#### Exercise requirements:
After reading the data, copy it out in full and exactly.
(Dataset)
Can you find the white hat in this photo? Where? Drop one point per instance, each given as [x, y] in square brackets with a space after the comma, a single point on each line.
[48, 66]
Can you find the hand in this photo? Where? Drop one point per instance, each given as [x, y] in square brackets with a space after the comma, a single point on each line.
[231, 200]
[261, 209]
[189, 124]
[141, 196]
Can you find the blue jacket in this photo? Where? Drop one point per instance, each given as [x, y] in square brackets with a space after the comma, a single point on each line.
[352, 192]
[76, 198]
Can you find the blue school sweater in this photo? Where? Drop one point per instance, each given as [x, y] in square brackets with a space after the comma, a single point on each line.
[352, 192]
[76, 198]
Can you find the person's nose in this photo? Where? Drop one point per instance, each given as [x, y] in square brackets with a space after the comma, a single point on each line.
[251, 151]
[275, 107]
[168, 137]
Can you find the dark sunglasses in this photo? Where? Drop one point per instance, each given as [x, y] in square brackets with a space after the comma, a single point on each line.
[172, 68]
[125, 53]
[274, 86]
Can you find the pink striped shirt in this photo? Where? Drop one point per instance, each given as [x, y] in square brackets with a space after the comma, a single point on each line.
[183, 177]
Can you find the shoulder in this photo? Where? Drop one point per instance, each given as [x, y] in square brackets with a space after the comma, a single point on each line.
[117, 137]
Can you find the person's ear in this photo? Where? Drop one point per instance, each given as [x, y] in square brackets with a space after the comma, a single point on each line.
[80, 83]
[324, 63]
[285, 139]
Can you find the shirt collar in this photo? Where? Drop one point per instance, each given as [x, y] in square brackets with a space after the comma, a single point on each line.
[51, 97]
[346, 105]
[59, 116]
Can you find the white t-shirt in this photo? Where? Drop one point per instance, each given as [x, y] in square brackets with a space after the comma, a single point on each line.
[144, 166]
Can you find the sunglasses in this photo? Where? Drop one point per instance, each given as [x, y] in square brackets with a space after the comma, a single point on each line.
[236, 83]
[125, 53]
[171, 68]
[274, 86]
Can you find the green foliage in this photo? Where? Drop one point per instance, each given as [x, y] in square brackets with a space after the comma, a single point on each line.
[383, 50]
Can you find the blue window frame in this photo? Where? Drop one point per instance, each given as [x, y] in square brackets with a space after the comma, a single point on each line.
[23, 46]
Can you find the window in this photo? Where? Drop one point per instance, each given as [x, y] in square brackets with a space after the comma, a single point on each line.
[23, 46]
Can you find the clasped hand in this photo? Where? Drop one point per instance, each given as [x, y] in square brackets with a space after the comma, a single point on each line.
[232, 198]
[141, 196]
(End Dataset)
#### Exercise answer:
Can you find the white hat in this photo? Where? Drop one point per instance, each given as [x, y] in square brackets with a space after the comma, a single point on each line.
[48, 66]
Can you find the hand in this photo? Where? Drop one point per instance, each given as [x, y] in square brackets with a space after the comma, a single point on each line.
[231, 200]
[261, 209]
[189, 124]
[141, 196]
Can you find the blue jacket in this photo? Where? Drop one point per instance, each given as [x, y] in square brackets with a space after the comma, a single point on each line.
[352, 192]
[76, 198]
Can you find the blue school sweater in this photo? Where? Drop one point per instance, each given as [x, y] in square brackets with a space after the comma, a single point on each line.
[352, 192]
[76, 198]
Can you find the person's nose in this photo? Where? Drop one point per instance, each given as [x, y] in square brackets with a space after the comma, a single point on each line.
[251, 151]
[275, 107]
[168, 137]
Can you find the dark sunglasses in this photo? Where? Drop one point per instance, each given as [x, y] in square brackets with a space after the comma, a single point on each line.
[172, 68]
[125, 53]
[274, 86]
Can you find the pink striped shirt in this photo? Where? Drop one point per instance, each given as [x, y] in square brackets with a space after the comma, a single point on each line.
[183, 177]
Can you find the shoulder in this photo? Where? Drop one point per instance, each given as [x, y] in square brackets with a space after the comma, a single point on each line.
[117, 137]
Can you find the person's ear in this photo? Where? Drop one point per instance, each given as [x, y] in square brackets with a space after the comma, a single point on each line.
[80, 83]
[324, 63]
[285, 139]
Can you find the shirt collar in this photo? Where? Drop one point per instance, each given as [x, y] in square brackets with a space after the comma, a single point on each line.
[51, 97]
[346, 105]
[59, 116]
Can you find the white t-shirt in this photo? Where? Drop one point per instance, each given as [x, y] in square brackets with a space after the comma, a single point on each line.
[144, 166]
Can you find the sunglasses in this photo? Where? Drop one point per instance, each given as [x, y] in square brackets with a space after the comma, a single point on each line.
[236, 83]
[125, 53]
[171, 68]
[274, 86]
Can you find the green foliage in this photo? Where? Drop one point per instance, each given as [x, y] in square brackets with a space after the comma, a single point on each line.
[383, 50]
Can you find the blue window frame in this photo? Where? Drop one point per instance, each given as [x, y] in square brackets with a space after the comma, a single point on each line.
[23, 46]
Can you find the window in this photo? Where? Drop one point per instance, each given as [x, y] in square brackets with a space after the comma, a single point on each line.
[23, 46]
Can you find the clasped hand in this photo? Where? Drop one point per instance, each given as [x, y] in square brackets with a space after the comma, a single point on each line.
[232, 198]
[141, 196]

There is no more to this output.